**Page extract:**
Content starts

Doing Life Together

girl-1848477_1920Preteens and teens are developmentally moody, emotional and at times unhappy. But more is happening these days than biology. In the digital age, we need to keep evaluating the impact of social media on measures of well-being.

A report entitled, Social Media Use and Children’s Well-Being, concludes that just one hour a day of social networking makes a difference. “Spending one hour a day chatting on social networks reduces the probability of being completely satisfied with life overall by approximately 14 percentage points.” This finding raises concerns as preteens and teens deal with social comparisons, cyberbullying, and finite resources when using social media.

“Our results suggest that spending more time on social networks reduces the satisfaction that children feel with all aspects of their lives, except for their friendships; and that girls suffer more adverse effects than boys.”

The report also notes positive aspects of online networking–helping with loneliness, creating empathy opportunities, etc. But bottom line, limiting your child’s use of social media will improve his or her well-being.

Consider these parenting pointers: 

  1. Be a role model and monitor your use of social media, especially in front of your children.
  2. Explain your monitoring of their social media use so there are no surprises. Set up shared passwords to specific sites and negotiate the level of privacy.
  3. Set specific guidelines for use rather than anything goes.
  4. Educate as to what to post, what can happen with public information and the inability to control what happens once something is posted.
  5. Have tech free zones and times in your home when face to face communication is possible. Most common is no devices at meals or during family time.
  6. Involve your children in out of school programs, athletics, activities that require real interactions and communication.
  7. Evaluate your child on a daily basis–does she look sad, down, upset, angry, etc.? If so, evaluate the role social media may be playing in your child’s well-being.

Content ends

**Tasks to perform:**
**1.** Summarize the post on social media and children's well-being in two sentences.
**2.** Return the part of the post on social media and children's well-being that opens with the words containing "Doing Life Together" and closes with "on measures of well-being.".
These records were taken from a separate source.

(Source data)
Content starts

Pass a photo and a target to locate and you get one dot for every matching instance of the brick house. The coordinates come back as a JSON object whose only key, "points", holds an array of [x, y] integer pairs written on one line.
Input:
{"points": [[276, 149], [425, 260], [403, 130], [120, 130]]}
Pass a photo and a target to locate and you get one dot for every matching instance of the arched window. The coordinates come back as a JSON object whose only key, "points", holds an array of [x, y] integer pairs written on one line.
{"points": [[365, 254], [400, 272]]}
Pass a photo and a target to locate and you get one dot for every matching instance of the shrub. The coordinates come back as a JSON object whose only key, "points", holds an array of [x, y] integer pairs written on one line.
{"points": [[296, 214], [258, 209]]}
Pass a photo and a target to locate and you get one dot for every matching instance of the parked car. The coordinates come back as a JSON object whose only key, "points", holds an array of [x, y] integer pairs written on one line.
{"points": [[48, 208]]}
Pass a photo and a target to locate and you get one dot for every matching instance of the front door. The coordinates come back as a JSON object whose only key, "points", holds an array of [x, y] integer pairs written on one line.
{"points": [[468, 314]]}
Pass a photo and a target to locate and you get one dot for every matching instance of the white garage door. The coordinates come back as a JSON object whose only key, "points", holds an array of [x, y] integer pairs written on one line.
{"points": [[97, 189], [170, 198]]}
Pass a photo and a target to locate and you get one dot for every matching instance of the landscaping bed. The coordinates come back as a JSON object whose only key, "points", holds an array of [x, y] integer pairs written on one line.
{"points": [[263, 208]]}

Content ends

**Answers to the tasks:**
**1.** A report titled Social Media Use and Children's Well-Being finds that spending one hour a day chatting on social networks reduces the probability of being completely satisfied with life overall by about 14 percentage points, and that girls suffer more adverse effects than boys. Although online networking has some positive aspects, limiting a child's social media use will improve his or her well-being, and parents are given pointers such as modeling their own use, setting specific guidelines, keeping tech-free zones, and evaluating their child's mood daily.

**2.**
Doing Life Together

girl-1848477_1920Preteens and teens are developmentally moody, emotional and at times unhappy. But more is happening these days than biology. In the digital age, we need to keep evaluating the impact of social media on measures of well-being.